(Outline labeling records)

····················

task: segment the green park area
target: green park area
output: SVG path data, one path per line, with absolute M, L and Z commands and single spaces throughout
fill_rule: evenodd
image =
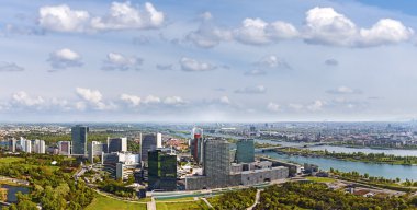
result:
M 128 202 L 98 195 L 86 210 L 146 210 L 146 203 Z
M 308 180 L 316 182 L 316 183 L 334 183 L 335 182 L 335 178 L 329 178 L 329 177 L 307 176 L 305 178 Z

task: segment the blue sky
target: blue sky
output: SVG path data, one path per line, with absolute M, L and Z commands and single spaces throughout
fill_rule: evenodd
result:
M 410 1 L 0 1 L 3 121 L 408 120 Z

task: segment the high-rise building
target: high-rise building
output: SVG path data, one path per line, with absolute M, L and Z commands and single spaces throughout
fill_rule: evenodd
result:
M 127 138 L 108 138 L 108 150 L 106 153 L 127 152 Z
M 9 140 L 9 151 L 10 152 L 16 152 L 16 142 L 18 141 L 14 138 Z
M 203 162 L 203 129 L 194 127 L 192 129 L 192 140 L 190 143 L 191 155 L 195 163 L 201 164 Z
M 115 179 L 127 179 L 128 176 L 135 175 L 140 168 L 140 155 L 127 152 L 102 153 L 101 163 L 104 171 Z
M 108 151 L 108 144 L 99 141 L 91 141 L 88 145 L 88 158 L 90 163 L 94 162 L 94 156 Z
M 72 154 L 87 156 L 89 127 L 77 125 L 71 128 Z
M 140 153 L 142 153 L 142 161 L 145 163 L 148 161 L 148 151 L 156 150 L 158 145 L 161 145 L 162 143 L 161 138 L 158 139 L 158 136 L 160 133 L 148 133 L 143 136 L 140 141 Z
M 148 152 L 148 186 L 150 189 L 177 189 L 177 155 L 161 150 Z
M 32 152 L 45 154 L 45 141 L 44 140 L 32 140 Z
M 61 155 L 71 154 L 71 142 L 70 141 L 58 141 L 58 151 Z
M 236 162 L 251 163 L 255 161 L 253 139 L 239 139 L 236 142 Z

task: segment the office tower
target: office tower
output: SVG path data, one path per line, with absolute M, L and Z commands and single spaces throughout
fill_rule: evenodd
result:
M 208 139 L 204 143 L 203 174 L 219 183 L 230 174 L 229 143 L 226 139 Z
M 108 144 L 99 141 L 91 141 L 88 145 L 88 156 L 90 163 L 94 162 L 94 156 L 101 155 L 108 151 Z
M 16 152 L 16 140 L 14 138 L 9 140 L 9 151 Z
M 142 161 L 146 164 L 148 161 L 148 151 L 156 150 L 158 148 L 158 144 L 161 145 L 160 139 L 158 140 L 159 133 L 149 133 L 145 135 L 142 138 L 140 141 L 140 153 L 142 153 Z
M 127 138 L 108 138 L 108 149 L 106 153 L 127 152 Z
M 148 186 L 150 189 L 177 189 L 177 155 L 161 150 L 148 152 Z
M 192 129 L 192 138 L 190 143 L 191 155 L 198 164 L 201 164 L 204 151 L 203 129 L 194 127 Z
M 77 125 L 71 128 L 72 154 L 87 156 L 89 127 Z
M 140 168 L 140 155 L 128 152 L 102 153 L 101 163 L 104 171 L 115 179 L 127 179 L 128 176 L 135 175 Z
M 71 142 L 70 141 L 58 141 L 58 151 L 61 155 L 71 154 Z
M 239 139 L 236 142 L 236 162 L 251 163 L 255 161 L 253 139 Z
M 34 153 L 45 153 L 45 141 L 44 140 L 32 140 L 32 152 Z

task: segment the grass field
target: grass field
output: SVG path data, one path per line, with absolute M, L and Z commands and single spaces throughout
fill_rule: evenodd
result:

····················

Task instructions:
Render all of the rows above as a JSON list of strings, with one string for each line and no strings for blank lines. Omit the pictures.

Complete answer:
[
  "task: segment the green park area",
  "target: green park area",
  "output: SVG path data, one path per line, with absolute M, L and Z commands and single spaces throughout",
  "fill_rule: evenodd",
  "image =",
  "result:",
  "M 128 202 L 98 195 L 86 210 L 146 210 L 146 203 Z",
  "M 308 180 L 316 182 L 316 183 L 334 183 L 335 182 L 335 178 L 329 178 L 329 177 L 307 176 L 305 178 Z",
  "task: segment the blue sky",
  "target: blue sky",
  "output: SVG path data, one path per line, with absolute M, L and Z commands and single spaces throughout",
  "fill_rule: evenodd",
  "result:",
  "M 410 1 L 0 1 L 3 121 L 408 120 Z",
  "task: segment the high-rise building",
  "target: high-rise building",
  "output: SVG path data, one path per line, with absolute M, L and Z commands and single spaces throughout",
  "fill_rule: evenodd",
  "result:",
  "M 127 138 L 108 138 L 108 150 L 106 153 L 127 152 Z",
  "M 9 140 L 9 151 L 10 152 L 16 152 L 16 142 L 18 141 L 14 138 Z",
  "M 203 162 L 203 129 L 194 127 L 192 129 L 192 140 L 190 143 L 191 155 L 195 163 L 201 164 Z",
  "M 115 179 L 127 179 L 128 176 L 135 175 L 140 168 L 140 155 L 127 152 L 102 153 L 101 163 L 104 171 Z",
  "M 108 151 L 108 144 L 99 141 L 91 141 L 88 145 L 88 158 L 90 163 L 94 162 L 94 156 Z",
  "M 72 154 L 87 156 L 89 127 L 77 125 L 71 128 Z",
  "M 140 153 L 142 153 L 142 161 L 145 163 L 148 161 L 148 151 L 156 150 L 158 145 L 161 145 L 162 143 L 161 138 L 158 139 L 158 136 L 160 133 L 148 133 L 143 136 L 140 141 Z",
  "M 148 152 L 148 186 L 150 189 L 177 189 L 177 155 L 161 150 Z",
  "M 32 152 L 45 154 L 45 141 L 44 140 L 32 140 Z",
  "M 61 155 L 71 154 L 71 142 L 70 141 L 58 141 L 58 151 Z",
  "M 236 162 L 251 163 L 255 161 L 253 139 L 239 139 L 236 142 Z",
  "task: segment the office tower",
  "target: office tower",
  "output: SVG path data, one path per line, with absolute M, L and Z commands and single spaces throughout",
  "fill_rule: evenodd",
  "result:",
  "M 208 139 L 204 143 L 203 174 L 219 183 L 230 174 L 229 143 L 226 139 Z",
  "M 108 144 L 99 141 L 91 141 L 88 145 L 88 156 L 90 163 L 94 162 L 94 156 L 101 155 L 108 151 Z",
  "M 16 152 L 16 140 L 14 138 L 9 140 L 9 151 Z",
  "M 142 161 L 146 164 L 148 161 L 148 151 L 156 150 L 158 148 L 158 144 L 161 145 L 160 139 L 158 140 L 159 133 L 149 133 L 145 135 L 142 138 L 140 141 L 140 153 L 142 153 Z",
  "M 127 138 L 108 138 L 108 149 L 106 153 L 127 152 Z",
  "M 148 186 L 150 189 L 177 189 L 177 155 L 161 150 L 148 152 Z",
  "M 192 129 L 192 138 L 190 143 L 191 155 L 198 164 L 201 164 L 204 151 L 203 129 L 194 127 Z",
  "M 77 125 L 71 128 L 72 154 L 87 156 L 89 127 Z",
  "M 140 168 L 140 155 L 128 152 L 102 153 L 101 163 L 104 171 L 115 179 L 127 179 L 128 176 L 135 175 Z",
  "M 71 142 L 70 141 L 58 141 L 58 151 L 61 155 L 71 154 Z",
  "M 239 139 L 236 142 L 236 162 L 251 163 L 255 161 L 253 139 Z",
  "M 34 153 L 45 153 L 45 141 L 44 140 L 32 140 L 32 152 Z",
  "task: segment the grass field",
  "target: grass field",
  "output: SVG path data, one path per line, with absolute M, L and Z commands and single spaces throughout",
  "fill_rule: evenodd",
  "result:"
]